▶ _Task_: Starting with the line that contains "Step 1: scan the image for weathered" and going on through the line that contains "[42,140,1200,673]", write out those lines of the entries again, substituting "orange rope" for "red rope" and leaving everything else unchanged.

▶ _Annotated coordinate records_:
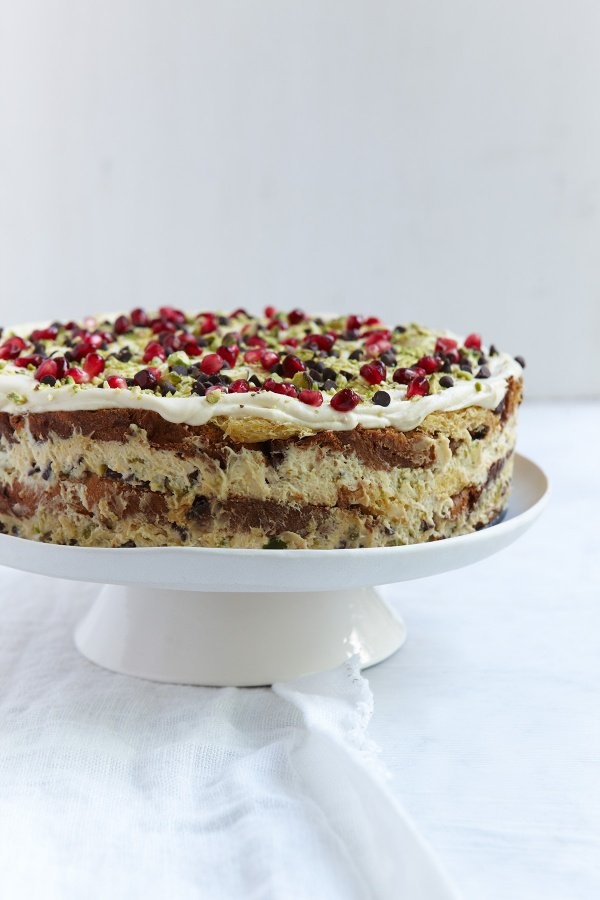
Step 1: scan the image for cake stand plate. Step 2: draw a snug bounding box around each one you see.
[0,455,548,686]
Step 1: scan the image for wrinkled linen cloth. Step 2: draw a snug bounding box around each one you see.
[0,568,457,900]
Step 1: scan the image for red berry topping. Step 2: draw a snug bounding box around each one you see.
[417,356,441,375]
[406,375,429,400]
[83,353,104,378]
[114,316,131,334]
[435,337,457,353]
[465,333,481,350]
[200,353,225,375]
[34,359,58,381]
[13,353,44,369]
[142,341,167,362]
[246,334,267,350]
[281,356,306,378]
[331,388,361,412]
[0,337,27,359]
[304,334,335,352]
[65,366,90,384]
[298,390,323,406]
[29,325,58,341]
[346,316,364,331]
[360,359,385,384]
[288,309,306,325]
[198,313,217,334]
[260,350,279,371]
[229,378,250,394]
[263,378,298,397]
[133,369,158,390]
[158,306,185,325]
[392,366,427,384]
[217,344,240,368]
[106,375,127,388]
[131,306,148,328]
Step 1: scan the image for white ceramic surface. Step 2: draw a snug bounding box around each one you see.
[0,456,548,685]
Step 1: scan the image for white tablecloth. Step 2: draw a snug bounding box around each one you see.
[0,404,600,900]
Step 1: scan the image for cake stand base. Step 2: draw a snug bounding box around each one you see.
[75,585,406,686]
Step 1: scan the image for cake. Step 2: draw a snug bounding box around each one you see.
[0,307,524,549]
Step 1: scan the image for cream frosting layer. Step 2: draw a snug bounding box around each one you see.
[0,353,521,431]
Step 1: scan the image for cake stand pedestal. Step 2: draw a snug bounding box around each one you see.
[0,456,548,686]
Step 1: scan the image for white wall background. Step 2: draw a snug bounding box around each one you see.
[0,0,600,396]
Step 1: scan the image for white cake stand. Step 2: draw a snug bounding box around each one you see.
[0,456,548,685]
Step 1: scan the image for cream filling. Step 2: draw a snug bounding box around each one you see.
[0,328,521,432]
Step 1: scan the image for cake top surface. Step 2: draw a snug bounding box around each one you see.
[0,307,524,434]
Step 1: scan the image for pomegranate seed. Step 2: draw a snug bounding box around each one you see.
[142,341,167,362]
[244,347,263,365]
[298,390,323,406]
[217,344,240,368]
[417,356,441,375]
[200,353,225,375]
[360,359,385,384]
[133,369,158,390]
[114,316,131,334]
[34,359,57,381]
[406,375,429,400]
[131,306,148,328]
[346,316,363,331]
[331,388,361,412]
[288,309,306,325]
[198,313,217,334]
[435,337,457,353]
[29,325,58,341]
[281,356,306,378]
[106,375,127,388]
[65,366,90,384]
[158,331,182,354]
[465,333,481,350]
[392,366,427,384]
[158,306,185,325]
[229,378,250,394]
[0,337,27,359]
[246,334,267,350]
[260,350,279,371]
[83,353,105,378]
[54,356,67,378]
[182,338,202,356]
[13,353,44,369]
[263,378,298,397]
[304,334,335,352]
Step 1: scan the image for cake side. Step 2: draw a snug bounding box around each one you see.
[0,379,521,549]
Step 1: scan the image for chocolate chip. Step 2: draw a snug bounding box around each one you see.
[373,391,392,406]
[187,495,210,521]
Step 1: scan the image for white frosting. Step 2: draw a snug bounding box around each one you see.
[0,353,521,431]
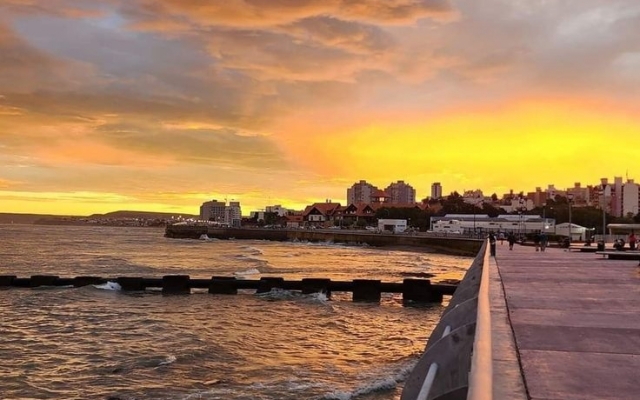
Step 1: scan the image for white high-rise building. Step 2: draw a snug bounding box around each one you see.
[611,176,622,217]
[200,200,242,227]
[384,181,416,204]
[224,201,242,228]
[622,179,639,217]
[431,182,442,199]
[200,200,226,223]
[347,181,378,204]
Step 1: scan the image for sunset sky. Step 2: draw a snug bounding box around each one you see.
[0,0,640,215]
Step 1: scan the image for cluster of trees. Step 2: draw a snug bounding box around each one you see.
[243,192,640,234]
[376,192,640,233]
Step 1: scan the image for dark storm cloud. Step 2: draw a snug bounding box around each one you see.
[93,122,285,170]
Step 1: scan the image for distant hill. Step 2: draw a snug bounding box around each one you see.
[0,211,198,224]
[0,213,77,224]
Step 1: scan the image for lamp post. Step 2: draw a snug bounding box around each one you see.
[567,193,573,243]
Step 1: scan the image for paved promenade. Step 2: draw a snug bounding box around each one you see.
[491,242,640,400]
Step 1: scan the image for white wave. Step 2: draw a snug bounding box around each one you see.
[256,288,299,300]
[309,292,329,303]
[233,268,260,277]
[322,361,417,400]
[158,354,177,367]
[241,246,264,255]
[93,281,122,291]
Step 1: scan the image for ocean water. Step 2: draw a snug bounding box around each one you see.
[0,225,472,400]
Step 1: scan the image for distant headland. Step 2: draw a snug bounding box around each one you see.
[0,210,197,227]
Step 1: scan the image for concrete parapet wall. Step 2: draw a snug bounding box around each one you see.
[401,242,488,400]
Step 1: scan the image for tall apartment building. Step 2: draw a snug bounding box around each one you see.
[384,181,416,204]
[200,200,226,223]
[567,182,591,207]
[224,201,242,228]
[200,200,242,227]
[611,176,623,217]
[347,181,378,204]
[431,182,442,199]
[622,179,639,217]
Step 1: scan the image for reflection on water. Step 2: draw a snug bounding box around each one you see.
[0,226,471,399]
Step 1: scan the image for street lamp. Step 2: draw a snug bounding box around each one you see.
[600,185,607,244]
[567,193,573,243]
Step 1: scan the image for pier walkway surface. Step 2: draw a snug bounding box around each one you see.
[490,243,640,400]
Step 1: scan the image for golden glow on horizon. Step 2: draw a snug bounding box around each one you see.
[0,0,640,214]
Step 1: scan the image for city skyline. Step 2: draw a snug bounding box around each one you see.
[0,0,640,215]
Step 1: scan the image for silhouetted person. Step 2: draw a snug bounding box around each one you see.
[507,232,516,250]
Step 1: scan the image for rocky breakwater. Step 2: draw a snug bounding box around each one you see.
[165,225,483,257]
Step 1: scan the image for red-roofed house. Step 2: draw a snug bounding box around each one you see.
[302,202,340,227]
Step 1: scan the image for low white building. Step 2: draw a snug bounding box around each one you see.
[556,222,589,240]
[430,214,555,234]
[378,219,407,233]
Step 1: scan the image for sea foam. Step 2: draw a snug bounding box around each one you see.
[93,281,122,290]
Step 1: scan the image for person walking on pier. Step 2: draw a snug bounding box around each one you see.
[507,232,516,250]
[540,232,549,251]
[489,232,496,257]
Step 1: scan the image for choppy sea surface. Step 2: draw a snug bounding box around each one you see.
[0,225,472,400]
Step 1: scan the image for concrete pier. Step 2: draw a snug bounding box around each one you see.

--

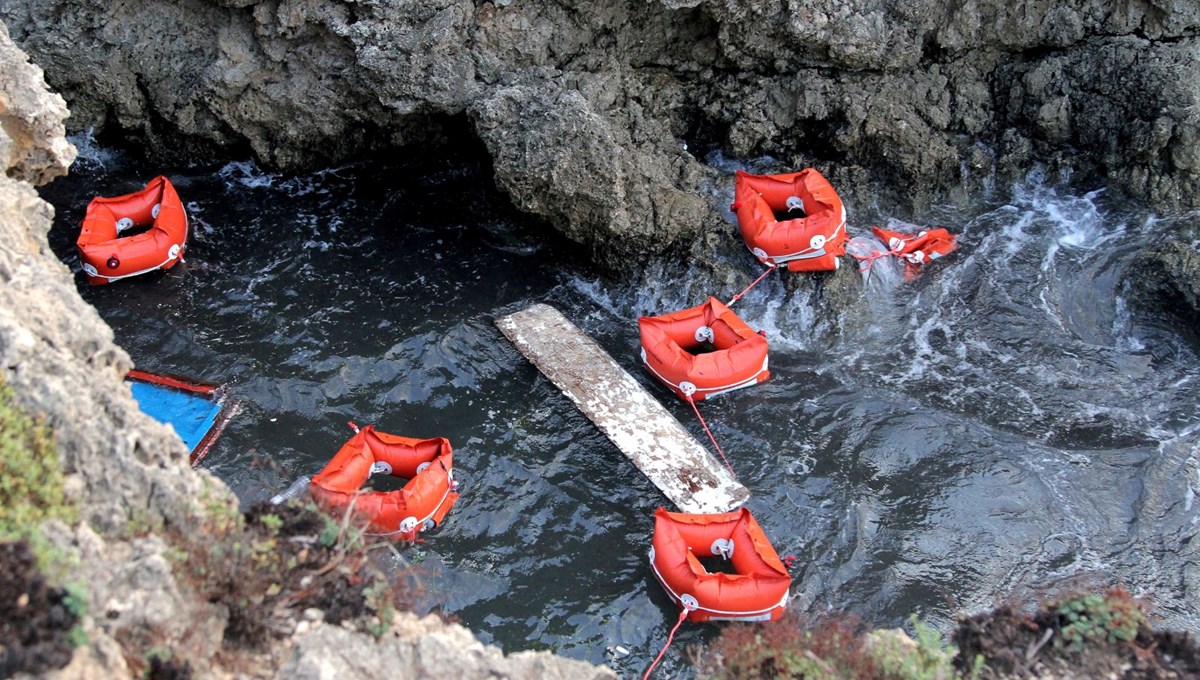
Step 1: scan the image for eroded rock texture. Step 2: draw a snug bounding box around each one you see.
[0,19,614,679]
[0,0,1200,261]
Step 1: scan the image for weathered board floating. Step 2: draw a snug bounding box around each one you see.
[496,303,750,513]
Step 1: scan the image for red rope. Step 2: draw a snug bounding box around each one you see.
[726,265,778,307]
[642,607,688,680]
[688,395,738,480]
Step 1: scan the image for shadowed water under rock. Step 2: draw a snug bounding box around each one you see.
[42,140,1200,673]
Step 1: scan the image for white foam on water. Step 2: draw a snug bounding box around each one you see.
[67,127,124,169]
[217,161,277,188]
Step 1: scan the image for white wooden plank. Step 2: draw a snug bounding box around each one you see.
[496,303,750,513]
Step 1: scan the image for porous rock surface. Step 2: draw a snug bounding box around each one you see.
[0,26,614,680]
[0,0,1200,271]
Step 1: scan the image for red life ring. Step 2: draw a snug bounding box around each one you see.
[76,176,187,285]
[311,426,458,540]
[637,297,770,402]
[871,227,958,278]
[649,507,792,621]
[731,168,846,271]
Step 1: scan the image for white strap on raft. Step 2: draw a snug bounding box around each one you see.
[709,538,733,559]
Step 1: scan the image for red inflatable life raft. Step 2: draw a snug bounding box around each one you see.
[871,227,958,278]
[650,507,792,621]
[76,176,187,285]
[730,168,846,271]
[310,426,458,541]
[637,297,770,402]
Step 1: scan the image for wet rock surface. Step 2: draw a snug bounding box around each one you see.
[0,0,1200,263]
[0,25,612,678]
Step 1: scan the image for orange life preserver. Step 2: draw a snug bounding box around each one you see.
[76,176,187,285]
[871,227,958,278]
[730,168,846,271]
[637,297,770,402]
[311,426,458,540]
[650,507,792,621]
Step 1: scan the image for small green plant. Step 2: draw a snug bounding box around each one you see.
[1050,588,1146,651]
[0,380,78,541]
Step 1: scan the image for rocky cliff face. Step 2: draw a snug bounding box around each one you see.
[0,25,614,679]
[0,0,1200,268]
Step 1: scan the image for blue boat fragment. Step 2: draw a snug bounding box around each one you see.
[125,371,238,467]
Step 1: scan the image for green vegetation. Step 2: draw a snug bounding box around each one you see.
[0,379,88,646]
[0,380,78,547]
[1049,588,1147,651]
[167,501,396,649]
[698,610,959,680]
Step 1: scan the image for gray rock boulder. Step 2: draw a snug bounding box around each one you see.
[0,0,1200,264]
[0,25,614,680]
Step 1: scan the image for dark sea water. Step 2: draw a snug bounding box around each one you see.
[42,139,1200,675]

---

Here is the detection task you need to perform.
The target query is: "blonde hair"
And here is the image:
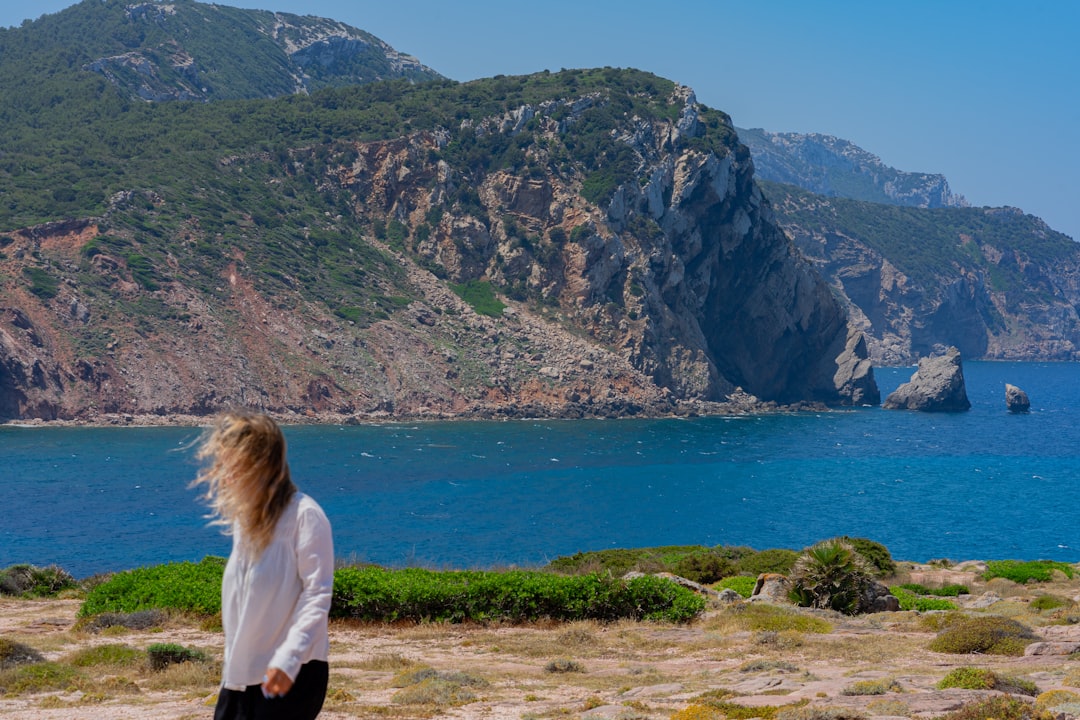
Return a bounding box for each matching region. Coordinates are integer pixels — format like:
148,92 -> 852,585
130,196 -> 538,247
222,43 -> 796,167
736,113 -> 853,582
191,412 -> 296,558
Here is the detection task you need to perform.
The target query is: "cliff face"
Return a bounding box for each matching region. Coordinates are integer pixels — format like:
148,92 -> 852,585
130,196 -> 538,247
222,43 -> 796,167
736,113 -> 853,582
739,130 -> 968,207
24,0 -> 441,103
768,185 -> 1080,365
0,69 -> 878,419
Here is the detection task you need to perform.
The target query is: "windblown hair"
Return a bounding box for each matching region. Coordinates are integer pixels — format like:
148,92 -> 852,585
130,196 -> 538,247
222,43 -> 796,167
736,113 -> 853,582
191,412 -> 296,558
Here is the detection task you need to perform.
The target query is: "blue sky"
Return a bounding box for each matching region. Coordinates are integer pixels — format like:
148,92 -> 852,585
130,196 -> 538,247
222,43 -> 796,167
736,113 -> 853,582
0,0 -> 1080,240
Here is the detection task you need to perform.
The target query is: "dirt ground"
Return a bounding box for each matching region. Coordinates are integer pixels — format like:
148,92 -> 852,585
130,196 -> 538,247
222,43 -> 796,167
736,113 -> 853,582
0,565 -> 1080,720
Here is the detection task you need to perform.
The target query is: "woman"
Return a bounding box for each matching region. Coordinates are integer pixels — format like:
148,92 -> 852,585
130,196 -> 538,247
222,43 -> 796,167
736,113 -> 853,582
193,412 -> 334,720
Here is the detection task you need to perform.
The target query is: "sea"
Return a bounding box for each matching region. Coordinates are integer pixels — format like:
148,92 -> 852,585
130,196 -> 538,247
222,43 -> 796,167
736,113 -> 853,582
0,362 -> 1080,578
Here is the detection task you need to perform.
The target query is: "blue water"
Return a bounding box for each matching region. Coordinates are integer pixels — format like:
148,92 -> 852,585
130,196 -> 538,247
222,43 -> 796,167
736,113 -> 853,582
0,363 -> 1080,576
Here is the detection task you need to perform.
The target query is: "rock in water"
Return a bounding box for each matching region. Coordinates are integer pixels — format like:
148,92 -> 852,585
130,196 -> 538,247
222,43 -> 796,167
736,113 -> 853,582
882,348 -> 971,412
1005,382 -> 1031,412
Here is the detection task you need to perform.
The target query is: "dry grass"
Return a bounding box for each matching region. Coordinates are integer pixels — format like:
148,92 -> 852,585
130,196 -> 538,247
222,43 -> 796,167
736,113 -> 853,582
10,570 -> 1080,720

▶ _Exercise answer_:
Step 1: scan the image for weathered board floating. Step 2: draw a snug bounding box around each one you see.
[496,303,750,513]
Step 1: scan the image for orange rope. Step 2: draw a snug bounding box around each one you see.
[726,265,778,307]
[642,607,688,680]
[688,395,738,480]
Step 1: scan the image for shadowed water under rock. Step 2: draw a snug bounding box around each one you see.
[42,140,1200,673]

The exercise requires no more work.